Your objective → Return, word for word, every line starting at the line with "Where can the red" and ending at the final line of the entries; skip the pictures.
=====
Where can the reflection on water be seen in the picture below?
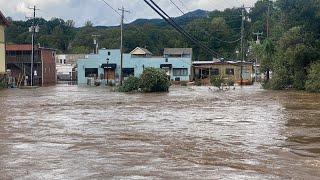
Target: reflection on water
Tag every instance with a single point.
(69, 132)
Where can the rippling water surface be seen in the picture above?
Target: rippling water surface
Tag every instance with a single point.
(70, 132)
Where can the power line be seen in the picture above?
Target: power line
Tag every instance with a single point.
(184, 5)
(168, 19)
(177, 7)
(111, 7)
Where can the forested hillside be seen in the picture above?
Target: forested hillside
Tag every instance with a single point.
(289, 51)
(210, 27)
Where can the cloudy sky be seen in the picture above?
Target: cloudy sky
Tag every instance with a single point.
(100, 14)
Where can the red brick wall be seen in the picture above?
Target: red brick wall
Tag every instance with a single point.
(49, 66)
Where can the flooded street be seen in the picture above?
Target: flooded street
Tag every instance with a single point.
(70, 132)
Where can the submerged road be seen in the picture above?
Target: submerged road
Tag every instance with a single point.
(70, 132)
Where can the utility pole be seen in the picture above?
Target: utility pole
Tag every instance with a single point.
(95, 42)
(258, 34)
(33, 29)
(268, 34)
(121, 44)
(242, 43)
(268, 20)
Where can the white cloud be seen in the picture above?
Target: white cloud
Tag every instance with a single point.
(101, 14)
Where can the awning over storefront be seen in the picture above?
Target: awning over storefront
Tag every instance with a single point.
(166, 66)
(109, 66)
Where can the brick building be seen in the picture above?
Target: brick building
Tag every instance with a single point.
(18, 60)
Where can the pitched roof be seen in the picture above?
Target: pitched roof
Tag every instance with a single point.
(177, 51)
(3, 20)
(140, 51)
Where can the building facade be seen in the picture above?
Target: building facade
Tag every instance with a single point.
(105, 66)
(231, 70)
(18, 60)
(66, 66)
(3, 24)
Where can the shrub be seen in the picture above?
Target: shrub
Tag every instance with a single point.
(154, 80)
(280, 80)
(313, 82)
(217, 81)
(299, 80)
(129, 85)
(184, 84)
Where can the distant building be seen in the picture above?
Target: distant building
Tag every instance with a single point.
(3, 24)
(106, 65)
(66, 66)
(18, 60)
(226, 69)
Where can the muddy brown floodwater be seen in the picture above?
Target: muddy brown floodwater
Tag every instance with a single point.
(70, 132)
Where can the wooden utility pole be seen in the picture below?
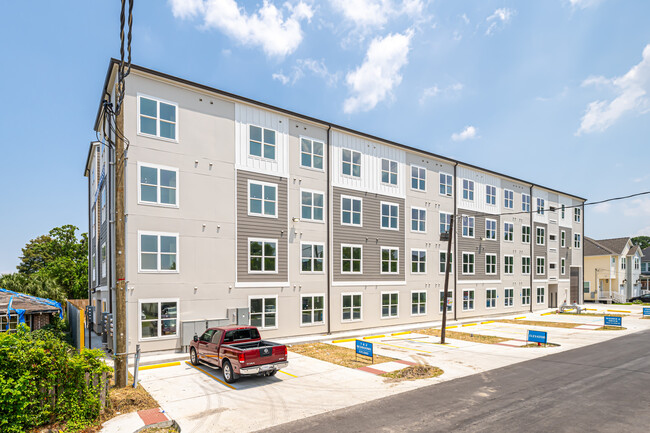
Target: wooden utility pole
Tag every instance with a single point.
(450, 235)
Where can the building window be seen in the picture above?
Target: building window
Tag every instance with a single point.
=====
Complete output →
Where can the red brick wall be seen in the picture above?
Target: red brick wall
Tag every instance with a single point.
(49, 66)
Where can the flooded street be seen in the picture above?
Target: flooded street
Tag every instance with a single point.
(70, 132)
Where can the submerged road be seen in the picture above?
Target: submerged road
Tag every instance with a single point.
(70, 132)
Where can the utility pole be seen in the picture above?
Target: utility pole
Tag every instance with a single point.
(95, 42)
(258, 34)
(33, 29)
(268, 34)
(121, 44)
(242, 43)
(268, 20)
Where can the white cloud be seen in the picture above?
Target: white cloud
Tag every instance with a single point.
(101, 14)
Where can the awning over storefront be seen in the picture above?
Target: awning over storefront
Tag every instance with a single point.
(166, 66)
(109, 66)
Where can the brick building be seen in the picture above?
Target: brick building
Tag every instance with a single point.
(18, 60)
Where can the pitched roof be seen in the picture above?
Target: pitched roof
Tag every instance with a single point.
(177, 51)
(3, 20)
(140, 51)
Where can the building facade be seen in the picture above?
Target: building facade
Tag every instance with a single point.
(105, 66)
(231, 70)
(18, 60)
(66, 66)
(3, 24)
Where can the shrub be seen in the picture above?
Target: shrub
Tag every instance with a single point.
(154, 80)
(280, 80)
(313, 82)
(217, 81)
(299, 80)
(129, 85)
(184, 84)
Where can the distant building be seen in the picture above?
Target: distant building
Tag every instance with a single point.
(3, 24)
(106, 65)
(66, 66)
(18, 60)
(226, 69)
Where can the muddy brown floodwater be seen in the picture above?
Target: muddy brown floodwater
Tag every instance with a single point.
(70, 132)
Where can the wooden utility pole be seen in the picture below?
Target: wooden utility pole
Tag every instance with a single point.
(450, 235)
Where can the building window be seen in the picture above?
Target: building window
Tag every instance with a single point.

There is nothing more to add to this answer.